[Stored data entries]
____________________
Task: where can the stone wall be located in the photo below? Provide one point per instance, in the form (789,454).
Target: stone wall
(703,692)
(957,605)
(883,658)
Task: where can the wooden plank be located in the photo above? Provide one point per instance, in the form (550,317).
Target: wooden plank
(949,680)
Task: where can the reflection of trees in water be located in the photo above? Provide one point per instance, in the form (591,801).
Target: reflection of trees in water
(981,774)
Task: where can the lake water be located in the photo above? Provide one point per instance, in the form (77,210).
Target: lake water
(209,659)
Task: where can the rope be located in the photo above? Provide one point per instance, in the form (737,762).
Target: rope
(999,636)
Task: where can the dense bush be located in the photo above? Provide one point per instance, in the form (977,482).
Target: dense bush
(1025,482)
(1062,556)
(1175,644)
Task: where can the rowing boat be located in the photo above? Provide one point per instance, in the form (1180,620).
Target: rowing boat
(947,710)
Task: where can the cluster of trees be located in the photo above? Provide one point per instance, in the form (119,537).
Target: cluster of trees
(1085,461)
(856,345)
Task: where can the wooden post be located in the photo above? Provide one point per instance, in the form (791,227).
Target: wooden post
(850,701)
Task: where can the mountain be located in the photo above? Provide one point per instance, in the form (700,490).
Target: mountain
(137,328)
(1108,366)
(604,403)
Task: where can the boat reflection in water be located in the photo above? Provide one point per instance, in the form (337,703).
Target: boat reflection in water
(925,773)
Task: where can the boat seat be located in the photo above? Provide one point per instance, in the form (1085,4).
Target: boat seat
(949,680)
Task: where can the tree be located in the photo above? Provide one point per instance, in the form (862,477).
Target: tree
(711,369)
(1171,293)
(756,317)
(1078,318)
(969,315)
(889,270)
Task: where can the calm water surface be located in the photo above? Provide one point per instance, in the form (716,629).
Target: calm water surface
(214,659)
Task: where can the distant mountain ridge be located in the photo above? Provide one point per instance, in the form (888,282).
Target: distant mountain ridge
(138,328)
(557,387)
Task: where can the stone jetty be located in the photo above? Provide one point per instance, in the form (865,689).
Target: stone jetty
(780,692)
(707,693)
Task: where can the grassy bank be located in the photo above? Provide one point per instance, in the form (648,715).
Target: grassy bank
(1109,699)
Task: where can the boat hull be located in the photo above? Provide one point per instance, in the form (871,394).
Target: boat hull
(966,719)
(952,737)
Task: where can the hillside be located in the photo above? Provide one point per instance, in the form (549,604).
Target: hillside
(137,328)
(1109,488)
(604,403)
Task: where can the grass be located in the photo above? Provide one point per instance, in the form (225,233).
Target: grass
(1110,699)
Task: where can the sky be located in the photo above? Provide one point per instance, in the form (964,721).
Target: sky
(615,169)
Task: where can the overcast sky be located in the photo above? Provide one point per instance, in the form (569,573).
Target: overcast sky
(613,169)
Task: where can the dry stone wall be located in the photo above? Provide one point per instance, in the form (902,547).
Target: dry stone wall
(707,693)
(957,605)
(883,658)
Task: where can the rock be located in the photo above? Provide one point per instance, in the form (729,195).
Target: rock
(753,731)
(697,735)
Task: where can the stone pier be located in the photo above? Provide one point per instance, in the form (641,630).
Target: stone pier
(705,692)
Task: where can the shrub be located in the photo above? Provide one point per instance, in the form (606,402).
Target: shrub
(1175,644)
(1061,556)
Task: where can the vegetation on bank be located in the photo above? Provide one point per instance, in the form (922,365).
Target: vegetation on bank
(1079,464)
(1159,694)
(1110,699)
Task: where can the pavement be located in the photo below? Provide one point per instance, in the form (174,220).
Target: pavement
____________________
Go through the entries above and copy each line holding the string "pavement".

Task: where can the pavement be located in the photo below? Provide one point per instance, in the form (174,220).
Target: pavement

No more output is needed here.